> _DESCRIPTION OF THE TASK_
Your task is to print each entry exactly as written.

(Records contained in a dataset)
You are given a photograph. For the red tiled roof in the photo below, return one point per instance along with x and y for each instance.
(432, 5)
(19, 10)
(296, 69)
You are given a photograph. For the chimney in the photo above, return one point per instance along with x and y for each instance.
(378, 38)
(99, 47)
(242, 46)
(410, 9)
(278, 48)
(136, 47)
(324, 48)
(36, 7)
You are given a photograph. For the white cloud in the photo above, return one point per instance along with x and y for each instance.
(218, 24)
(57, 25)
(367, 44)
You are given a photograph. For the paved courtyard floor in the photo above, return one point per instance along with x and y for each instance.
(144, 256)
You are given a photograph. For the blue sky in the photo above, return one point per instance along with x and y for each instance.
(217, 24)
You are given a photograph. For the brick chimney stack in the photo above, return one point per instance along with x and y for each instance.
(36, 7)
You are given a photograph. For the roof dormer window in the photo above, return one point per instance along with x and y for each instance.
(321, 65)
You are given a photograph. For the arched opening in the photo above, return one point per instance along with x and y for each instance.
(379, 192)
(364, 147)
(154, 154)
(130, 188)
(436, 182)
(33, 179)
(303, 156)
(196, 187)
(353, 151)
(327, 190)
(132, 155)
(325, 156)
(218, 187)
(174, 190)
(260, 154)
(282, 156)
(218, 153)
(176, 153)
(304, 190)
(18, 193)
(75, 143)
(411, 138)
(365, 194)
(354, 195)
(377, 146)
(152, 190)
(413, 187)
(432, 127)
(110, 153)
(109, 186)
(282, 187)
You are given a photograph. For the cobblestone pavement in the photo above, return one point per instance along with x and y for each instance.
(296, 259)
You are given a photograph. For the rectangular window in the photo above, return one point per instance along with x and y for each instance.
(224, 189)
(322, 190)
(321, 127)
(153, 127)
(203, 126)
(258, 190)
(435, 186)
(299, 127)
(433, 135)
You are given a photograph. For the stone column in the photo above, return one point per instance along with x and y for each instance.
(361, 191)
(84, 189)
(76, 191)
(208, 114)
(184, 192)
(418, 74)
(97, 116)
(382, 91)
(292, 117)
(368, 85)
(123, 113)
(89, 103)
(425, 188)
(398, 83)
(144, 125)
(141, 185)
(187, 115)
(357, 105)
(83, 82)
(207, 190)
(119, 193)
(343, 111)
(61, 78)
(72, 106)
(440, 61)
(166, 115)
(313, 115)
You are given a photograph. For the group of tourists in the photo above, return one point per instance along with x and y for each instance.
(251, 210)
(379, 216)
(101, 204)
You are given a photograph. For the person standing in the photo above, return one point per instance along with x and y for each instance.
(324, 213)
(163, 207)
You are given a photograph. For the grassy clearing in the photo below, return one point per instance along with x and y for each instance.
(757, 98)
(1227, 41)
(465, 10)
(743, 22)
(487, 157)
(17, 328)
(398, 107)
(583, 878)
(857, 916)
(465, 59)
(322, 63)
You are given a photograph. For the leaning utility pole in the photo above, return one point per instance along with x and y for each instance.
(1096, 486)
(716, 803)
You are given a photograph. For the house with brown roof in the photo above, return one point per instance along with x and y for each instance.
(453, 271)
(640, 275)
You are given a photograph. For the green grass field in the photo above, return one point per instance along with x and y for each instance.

> _EXERCISE RESULT_
You are given a photograph. For the red tiled roof in the photo below, return one point per instance along with x and y for each instance.
(432, 5)
(19, 10)
(296, 69)
You are given a photograph. For the chimney in the photo above, return one point per instance along with x and y for each instance.
(378, 38)
(99, 47)
(242, 46)
(410, 9)
(278, 48)
(136, 47)
(324, 48)
(36, 7)
You are given a photograph. For the white cloud in the photo above, return one point per instance along with x and y for each instance.
(218, 24)
(57, 25)
(367, 44)
You are given a photograph. For the paved courtyard floor in the photo above, return one point per instance along with x and y for each instance.
(144, 256)
You are given a photograph. For the blue sky in the photo above, return one point per instance along with x and y for each instance.
(217, 24)
You are given a photograph. For the brick chimney stack in the photo above, return one point per instance along with x and y for each instance.
(36, 7)
You are given a photograph. For the roof dormer window in the photo above, return one point per instance along with x and y for each instance.
(321, 65)
You are given a photograph. For the arched opening in the photo above, return one point per instance along with x and y for each instance.
(379, 192)
(364, 147)
(154, 154)
(130, 188)
(436, 182)
(33, 179)
(303, 156)
(196, 187)
(353, 151)
(327, 190)
(132, 155)
(325, 156)
(218, 187)
(174, 190)
(260, 154)
(282, 156)
(218, 153)
(176, 153)
(304, 190)
(18, 193)
(75, 143)
(411, 138)
(365, 194)
(354, 195)
(377, 146)
(152, 190)
(413, 187)
(432, 127)
(110, 153)
(109, 186)
(282, 187)
You are given a photograph. For the cobblestone pavement in the photo above, return one point per instance along with x and y for each instance.
(296, 259)
You are given a photograph. For the rectangular window in the photo above, return one point per instance along with x and y for each instance.
(224, 189)
(322, 190)
(321, 127)
(153, 127)
(203, 126)
(258, 190)
(435, 186)
(299, 127)
(433, 135)
You are given a photograph. For the stone column in the photo above, return one point per instance along with x and y for each instance.
(361, 191)
(84, 189)
(76, 191)
(208, 114)
(184, 192)
(418, 74)
(97, 116)
(382, 91)
(292, 117)
(368, 85)
(123, 113)
(89, 103)
(425, 188)
(398, 83)
(144, 125)
(141, 185)
(187, 115)
(357, 105)
(83, 82)
(207, 190)
(119, 193)
(343, 111)
(61, 78)
(72, 106)
(440, 61)
(166, 115)
(313, 115)
You are given a photograph. For the group of tourists in the photo above, return one point per instance along with x and y for each instance.
(251, 210)
(379, 216)
(101, 204)
You are given a photograph. For the person standing in the photo above, return one point per instance along with x and y for each instance.
(324, 213)
(163, 207)
You are given a photograph. For the grassy clearing in the photo below, return one point per instance along with x and y for each instance.
(757, 98)
(1227, 41)
(465, 10)
(743, 22)
(487, 157)
(17, 328)
(398, 107)
(583, 878)
(857, 916)
(465, 59)
(322, 63)
You are given a photograph. For the leaning utility pole in the photo above, return one point per instance along with x and y for each instance.
(1096, 486)
(716, 803)
You are given a photograph. For the house with brown roof in the photo above, return one point per instance along with x and y for each instance.
(453, 271)
(640, 275)
You are given a photograph. For the green grass field in the photo above, return one point per instance along with x and y for each instance.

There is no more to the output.